## [TEXT SEGMENT]
=== Section Start ===

Landing-zone identity, cross-account roles, and blast radius by design.

Advanced35 min · lesson 1 of 15

At one account, cloud identity is a policy problem. At fifty accounts it is an architecture problem: where identities live, how they cross account boundaries, and how a single compromise is contained. A landing zone answers those questions once, centrally, so every new account inherits the same guardrails instead of drifting into its own snowflake of permissions.

The account is the blast-radius boundary

An AWS account (or a GCP project, or an Azure subscription) is the strongest isolation the cloud gives you: separate resource namespaces, separate default trust, and a clean seam for billing and policy. Group them into organizational units and you can apply a service control policy (SCP) or organization policy to a whole branch of the tree at once. The design goal is that a total compromise of one workload account cannot read, write, or pivot into another — production is a different account from staging, security tooling is a different account from both, and the log archive is an account almost nobody can log into.

=== Section End ===

## [REQUIREMENT]
According to the landing-zone lesson, what is the strongest isolation the cloud gives you? The rows have no connection to the landing-zone lesson.

## [SUPPLIED ENTRIES]
=== Section Start ===

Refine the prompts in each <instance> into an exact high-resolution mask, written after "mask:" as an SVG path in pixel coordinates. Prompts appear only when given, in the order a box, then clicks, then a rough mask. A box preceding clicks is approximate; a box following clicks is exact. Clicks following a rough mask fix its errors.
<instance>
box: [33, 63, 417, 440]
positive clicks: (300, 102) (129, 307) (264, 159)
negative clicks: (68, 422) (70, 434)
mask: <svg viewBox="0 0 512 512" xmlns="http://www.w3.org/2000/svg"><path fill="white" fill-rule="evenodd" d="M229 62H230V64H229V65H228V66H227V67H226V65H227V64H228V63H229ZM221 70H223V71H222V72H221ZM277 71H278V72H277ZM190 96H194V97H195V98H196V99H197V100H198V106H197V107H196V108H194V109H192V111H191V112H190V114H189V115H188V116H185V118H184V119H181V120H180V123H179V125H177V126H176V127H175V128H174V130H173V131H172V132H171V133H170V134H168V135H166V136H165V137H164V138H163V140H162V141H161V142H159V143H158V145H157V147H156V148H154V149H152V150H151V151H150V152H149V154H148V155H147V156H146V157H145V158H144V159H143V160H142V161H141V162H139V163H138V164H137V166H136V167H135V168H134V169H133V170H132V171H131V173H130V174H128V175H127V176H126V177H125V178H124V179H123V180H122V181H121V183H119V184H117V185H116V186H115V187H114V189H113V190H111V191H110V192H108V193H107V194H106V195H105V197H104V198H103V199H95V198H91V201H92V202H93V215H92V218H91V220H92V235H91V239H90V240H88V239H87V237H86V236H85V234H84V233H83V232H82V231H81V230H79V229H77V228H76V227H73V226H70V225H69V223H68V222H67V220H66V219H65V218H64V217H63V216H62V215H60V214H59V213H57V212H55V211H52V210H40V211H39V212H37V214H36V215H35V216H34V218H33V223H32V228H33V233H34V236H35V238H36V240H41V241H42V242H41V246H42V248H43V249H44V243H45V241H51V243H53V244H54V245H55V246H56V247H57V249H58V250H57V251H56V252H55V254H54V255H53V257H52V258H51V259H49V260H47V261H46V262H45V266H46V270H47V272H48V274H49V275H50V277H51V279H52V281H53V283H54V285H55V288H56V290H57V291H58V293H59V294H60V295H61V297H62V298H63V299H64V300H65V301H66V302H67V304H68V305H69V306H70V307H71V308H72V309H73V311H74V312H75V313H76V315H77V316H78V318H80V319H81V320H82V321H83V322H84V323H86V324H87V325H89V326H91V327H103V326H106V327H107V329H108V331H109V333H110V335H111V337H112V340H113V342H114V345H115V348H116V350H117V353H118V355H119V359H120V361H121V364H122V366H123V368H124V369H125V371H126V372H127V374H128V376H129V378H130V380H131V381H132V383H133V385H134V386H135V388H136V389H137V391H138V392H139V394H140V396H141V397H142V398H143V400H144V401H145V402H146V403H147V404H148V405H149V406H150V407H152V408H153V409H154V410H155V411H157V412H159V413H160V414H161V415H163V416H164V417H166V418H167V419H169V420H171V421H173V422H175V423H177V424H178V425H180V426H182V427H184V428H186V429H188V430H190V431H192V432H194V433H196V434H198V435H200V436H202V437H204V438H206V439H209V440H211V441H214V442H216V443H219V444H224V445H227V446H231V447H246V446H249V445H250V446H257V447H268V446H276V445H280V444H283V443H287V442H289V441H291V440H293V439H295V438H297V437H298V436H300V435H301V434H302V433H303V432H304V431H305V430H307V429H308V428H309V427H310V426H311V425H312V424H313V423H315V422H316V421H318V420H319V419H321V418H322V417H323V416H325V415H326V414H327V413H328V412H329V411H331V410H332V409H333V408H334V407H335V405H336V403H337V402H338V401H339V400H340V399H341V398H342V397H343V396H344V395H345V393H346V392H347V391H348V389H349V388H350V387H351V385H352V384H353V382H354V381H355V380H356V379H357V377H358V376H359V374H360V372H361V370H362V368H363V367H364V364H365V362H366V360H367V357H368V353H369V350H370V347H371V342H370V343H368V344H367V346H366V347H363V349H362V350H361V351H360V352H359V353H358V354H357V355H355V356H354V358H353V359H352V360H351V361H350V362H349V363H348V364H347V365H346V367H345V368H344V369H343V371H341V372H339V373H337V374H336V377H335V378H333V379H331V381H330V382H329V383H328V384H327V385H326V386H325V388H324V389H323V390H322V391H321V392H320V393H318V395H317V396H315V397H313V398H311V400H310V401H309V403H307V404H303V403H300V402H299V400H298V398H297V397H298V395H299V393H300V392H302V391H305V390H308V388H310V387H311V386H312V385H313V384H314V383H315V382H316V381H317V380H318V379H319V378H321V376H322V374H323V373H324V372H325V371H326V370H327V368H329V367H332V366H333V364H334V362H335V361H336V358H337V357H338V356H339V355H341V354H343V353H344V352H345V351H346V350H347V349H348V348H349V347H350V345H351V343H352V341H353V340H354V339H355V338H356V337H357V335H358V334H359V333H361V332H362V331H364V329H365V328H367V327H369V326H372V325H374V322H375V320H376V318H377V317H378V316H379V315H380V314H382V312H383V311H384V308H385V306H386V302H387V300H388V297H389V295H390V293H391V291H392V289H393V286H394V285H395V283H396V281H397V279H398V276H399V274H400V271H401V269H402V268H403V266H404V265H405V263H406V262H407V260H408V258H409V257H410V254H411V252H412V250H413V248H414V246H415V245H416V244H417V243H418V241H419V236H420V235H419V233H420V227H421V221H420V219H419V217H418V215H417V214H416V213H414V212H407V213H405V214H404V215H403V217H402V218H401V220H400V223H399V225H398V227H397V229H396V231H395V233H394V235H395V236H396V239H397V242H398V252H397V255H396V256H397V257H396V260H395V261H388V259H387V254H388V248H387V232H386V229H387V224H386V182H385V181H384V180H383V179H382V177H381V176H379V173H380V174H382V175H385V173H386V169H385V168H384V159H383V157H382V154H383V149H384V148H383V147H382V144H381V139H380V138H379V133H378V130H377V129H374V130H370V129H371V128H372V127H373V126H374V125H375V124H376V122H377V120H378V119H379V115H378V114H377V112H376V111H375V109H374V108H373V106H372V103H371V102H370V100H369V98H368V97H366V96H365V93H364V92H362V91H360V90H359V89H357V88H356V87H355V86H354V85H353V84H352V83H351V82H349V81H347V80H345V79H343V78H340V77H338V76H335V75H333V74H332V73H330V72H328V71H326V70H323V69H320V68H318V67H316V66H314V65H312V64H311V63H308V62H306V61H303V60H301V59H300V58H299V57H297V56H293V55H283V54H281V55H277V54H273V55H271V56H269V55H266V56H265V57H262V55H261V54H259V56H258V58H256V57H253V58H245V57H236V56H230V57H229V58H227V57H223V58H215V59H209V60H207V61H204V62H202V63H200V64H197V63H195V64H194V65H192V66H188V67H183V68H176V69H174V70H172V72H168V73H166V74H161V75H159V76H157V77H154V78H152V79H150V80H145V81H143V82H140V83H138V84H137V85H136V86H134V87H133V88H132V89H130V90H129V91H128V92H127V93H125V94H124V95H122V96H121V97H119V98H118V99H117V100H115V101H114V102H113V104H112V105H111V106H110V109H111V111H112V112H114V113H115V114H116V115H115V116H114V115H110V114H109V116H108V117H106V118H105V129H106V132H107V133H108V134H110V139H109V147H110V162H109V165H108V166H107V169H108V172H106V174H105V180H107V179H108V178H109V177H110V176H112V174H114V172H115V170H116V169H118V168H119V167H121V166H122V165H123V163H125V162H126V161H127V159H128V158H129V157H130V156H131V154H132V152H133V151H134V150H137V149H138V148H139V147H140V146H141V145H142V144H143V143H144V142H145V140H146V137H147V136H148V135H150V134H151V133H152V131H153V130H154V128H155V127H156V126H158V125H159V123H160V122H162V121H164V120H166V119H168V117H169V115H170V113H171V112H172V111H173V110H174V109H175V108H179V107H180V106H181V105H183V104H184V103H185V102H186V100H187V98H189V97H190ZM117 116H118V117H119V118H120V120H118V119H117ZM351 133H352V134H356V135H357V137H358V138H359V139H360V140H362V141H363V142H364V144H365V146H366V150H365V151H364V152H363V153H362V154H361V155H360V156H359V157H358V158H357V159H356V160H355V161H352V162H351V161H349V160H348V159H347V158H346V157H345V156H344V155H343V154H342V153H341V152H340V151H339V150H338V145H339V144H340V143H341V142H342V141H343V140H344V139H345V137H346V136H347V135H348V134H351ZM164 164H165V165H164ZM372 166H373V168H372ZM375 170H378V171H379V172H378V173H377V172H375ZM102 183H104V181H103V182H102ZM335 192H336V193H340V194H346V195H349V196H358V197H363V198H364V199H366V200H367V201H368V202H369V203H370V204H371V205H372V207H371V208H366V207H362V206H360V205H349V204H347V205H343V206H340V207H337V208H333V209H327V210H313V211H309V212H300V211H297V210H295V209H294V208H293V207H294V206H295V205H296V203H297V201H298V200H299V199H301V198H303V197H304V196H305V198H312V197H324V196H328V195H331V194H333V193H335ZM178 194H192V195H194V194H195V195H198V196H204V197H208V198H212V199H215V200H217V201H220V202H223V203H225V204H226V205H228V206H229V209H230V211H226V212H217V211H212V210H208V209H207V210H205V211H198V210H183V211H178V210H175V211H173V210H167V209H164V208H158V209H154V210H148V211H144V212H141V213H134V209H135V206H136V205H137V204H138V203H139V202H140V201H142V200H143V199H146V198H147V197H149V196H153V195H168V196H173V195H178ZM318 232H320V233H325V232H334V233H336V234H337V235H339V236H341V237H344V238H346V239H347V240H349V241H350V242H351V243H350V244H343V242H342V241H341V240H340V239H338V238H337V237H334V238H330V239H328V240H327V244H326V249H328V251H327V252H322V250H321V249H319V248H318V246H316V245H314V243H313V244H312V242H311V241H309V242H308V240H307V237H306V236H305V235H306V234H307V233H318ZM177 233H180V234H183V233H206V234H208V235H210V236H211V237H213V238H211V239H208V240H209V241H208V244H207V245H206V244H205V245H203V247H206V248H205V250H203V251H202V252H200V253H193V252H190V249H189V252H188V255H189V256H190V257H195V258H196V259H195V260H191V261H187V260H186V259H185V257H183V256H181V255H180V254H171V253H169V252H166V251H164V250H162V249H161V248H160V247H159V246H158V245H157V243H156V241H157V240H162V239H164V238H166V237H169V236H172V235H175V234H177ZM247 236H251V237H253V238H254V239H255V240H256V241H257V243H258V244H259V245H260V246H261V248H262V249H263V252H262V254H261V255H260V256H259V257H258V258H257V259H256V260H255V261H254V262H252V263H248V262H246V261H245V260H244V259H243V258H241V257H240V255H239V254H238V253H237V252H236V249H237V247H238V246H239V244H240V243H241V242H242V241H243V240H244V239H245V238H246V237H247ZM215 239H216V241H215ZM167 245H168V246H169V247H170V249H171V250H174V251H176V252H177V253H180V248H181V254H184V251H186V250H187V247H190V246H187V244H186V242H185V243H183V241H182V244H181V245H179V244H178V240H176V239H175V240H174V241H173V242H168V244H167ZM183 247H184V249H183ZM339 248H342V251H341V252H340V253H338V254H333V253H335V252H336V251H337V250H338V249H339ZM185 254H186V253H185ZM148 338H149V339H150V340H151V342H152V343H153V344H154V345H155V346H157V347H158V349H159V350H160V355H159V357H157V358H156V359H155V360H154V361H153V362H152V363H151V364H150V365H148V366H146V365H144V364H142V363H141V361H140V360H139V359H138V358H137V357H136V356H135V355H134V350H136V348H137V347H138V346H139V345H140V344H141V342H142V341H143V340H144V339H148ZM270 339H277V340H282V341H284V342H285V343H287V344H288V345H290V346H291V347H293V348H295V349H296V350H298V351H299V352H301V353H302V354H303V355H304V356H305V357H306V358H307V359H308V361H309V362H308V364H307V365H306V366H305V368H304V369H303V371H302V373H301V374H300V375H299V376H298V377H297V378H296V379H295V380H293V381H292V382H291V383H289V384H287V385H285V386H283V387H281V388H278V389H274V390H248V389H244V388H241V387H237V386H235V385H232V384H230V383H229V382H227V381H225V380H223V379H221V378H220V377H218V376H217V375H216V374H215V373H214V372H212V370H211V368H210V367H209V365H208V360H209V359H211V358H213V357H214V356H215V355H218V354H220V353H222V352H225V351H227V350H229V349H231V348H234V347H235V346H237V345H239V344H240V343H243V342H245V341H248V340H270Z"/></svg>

=== Section End ===

## [SOLUTION]
An AWS account, or equivalently a GCP project or an Azure subscription.